>> Begin Excerpted text
The following SFINAE-friendly approach seems to work as desired (see below for exceptions):
#include <type_traits>
namespace detail {
struct empty {};
template <typename T>
using base = std::conditional_t<std::is_class<T>{} && not std::is_final<T>{},
T, empty>;
struct P1 {typedef int begin, end;};
template <typename U>
struct TestMemType : base<U>, P1 {
template <typename T=TestMemType, typename=typename T::begin>
static std::true_type test_begin(int);
template <typename T=TestMemType, typename=typename T::end>
static std::true_type test_end(int);
static std::false_type test_begin(float), test_end(float);
};
template <typename T>
constexpr bool hasMember = !decltype(TestMemType<T>::test_begin(0)){}
|| !decltype(TestMemType<T>::test_end(0)){};
//! Step 1
template <typename T, std::size_t N>
constexpr auto begin(int, T(&a)[N]) {return a;}
template <typename T, std::size_t N>
constexpr auto end(int, T(&a)[N]) {return a+N;}
//! Step 2 - this overload is less specialized than the above.
>> End Excerpted text
>> Begin Records for the task
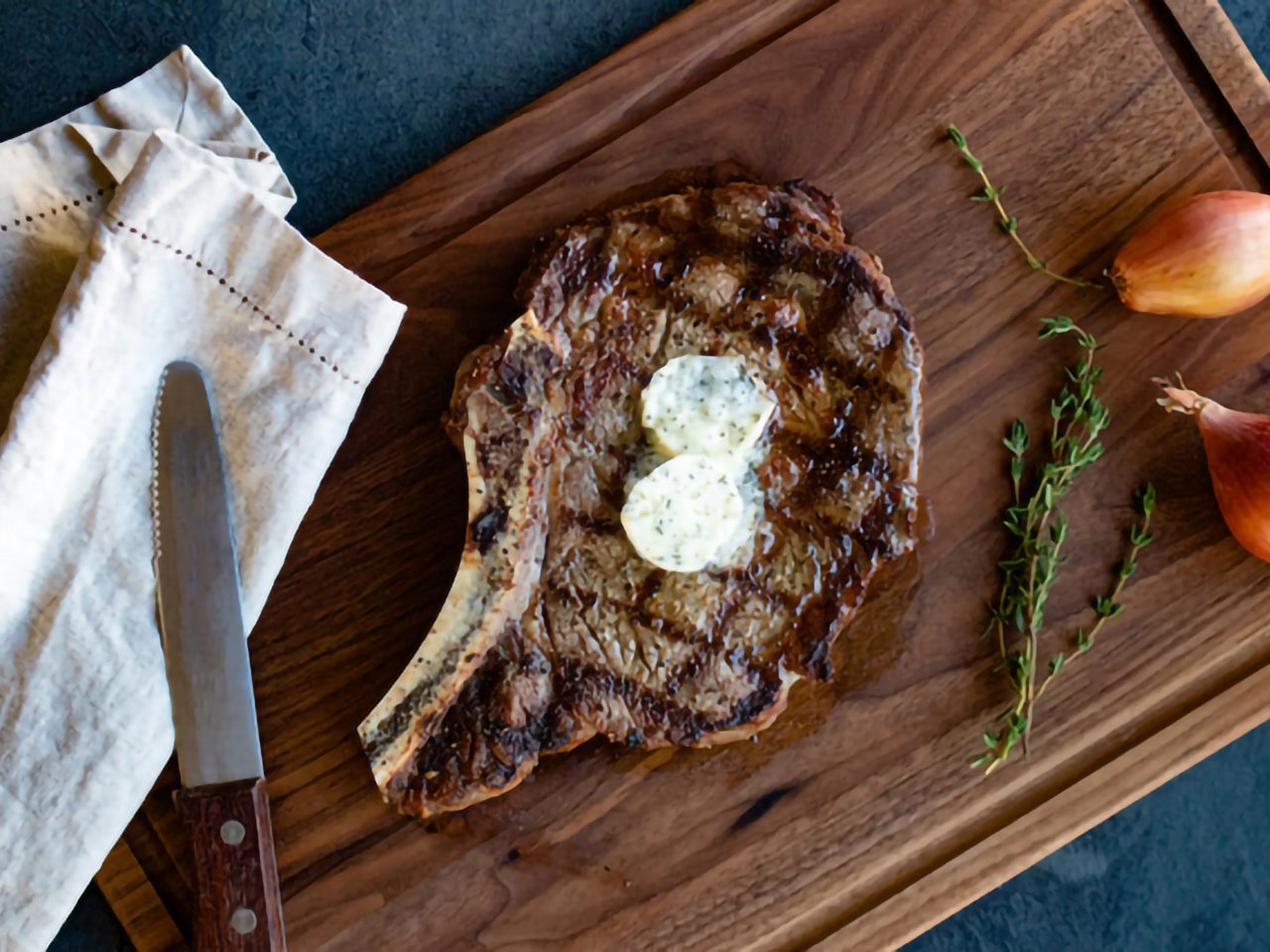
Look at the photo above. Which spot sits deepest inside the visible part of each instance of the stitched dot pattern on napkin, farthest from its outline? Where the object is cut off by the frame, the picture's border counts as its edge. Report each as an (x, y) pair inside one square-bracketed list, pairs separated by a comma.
[(122, 227), (51, 212)]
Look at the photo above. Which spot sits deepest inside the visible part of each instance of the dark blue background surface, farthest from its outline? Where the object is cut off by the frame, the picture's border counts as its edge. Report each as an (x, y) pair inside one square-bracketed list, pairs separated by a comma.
[(357, 95)]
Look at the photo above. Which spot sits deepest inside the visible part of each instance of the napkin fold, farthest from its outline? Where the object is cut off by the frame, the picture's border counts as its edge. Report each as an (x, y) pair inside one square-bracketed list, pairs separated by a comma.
[(139, 230)]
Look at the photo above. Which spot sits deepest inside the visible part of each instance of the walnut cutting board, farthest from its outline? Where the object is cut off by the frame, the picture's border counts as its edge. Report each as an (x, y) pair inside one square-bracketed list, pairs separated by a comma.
[(855, 821)]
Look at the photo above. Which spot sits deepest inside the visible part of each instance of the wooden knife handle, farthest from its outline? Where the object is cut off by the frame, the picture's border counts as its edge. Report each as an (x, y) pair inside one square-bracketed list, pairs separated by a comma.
[(238, 897)]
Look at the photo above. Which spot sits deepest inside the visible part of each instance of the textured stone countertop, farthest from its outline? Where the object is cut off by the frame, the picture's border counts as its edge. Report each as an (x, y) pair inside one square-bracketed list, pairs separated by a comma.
[(354, 96)]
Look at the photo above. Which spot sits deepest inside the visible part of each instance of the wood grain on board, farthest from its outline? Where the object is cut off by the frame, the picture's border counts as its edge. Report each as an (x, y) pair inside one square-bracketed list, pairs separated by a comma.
[(855, 819)]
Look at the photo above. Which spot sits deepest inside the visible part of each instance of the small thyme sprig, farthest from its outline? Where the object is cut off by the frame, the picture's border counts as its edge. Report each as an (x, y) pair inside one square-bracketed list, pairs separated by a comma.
[(1008, 222), (1109, 606), (1038, 530)]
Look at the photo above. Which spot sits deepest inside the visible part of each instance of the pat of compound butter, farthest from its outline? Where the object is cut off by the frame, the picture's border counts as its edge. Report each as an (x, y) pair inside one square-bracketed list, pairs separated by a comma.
[(706, 405), (681, 515)]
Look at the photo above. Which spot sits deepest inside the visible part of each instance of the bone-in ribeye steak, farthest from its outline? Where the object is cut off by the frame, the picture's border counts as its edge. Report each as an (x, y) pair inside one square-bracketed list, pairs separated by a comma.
[(556, 629)]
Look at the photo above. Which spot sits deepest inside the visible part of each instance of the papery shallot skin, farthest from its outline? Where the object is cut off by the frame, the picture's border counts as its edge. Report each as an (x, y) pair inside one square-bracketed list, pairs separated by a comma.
>> End Records for the task
◆ Task requirements ◆
1 - Say whether each statement agrees with the SFINAE code excerpt, answering yes or no and quoting the deciding words: (a) the approach is described as SFINAE-friendly; (b) struct P1 declares begin and end as typedefs of float; (c) the Step 2 overload is more specialized than the one above it.
2 - Please switch "ribeye steak" to "sirloin steak" in the records, beginning at the line that has "of the bone-in" and stopping after the line that has "[(556, 629)]". Return only those lines, with everything else unchanged.

◆ Worked solutions ◆
1 -
(a) Yes: "The following SFINAE-friendly approach seems to work as desired"
(b) No: "struct P1 {typedef int begin, end;};"
(c) No: "this overload is less specialized than the above."

2 -
Look at the photo above. Which spot sits deepest inside the visible part of each instance of the bone-in sirloin steak, farthest from its outline? Where the object is cut off by the frame, the picture's border counts as its edge. Report each as an (x, y) pair inside one square-bracketed list, pairs separated by a comma.
[(556, 629)]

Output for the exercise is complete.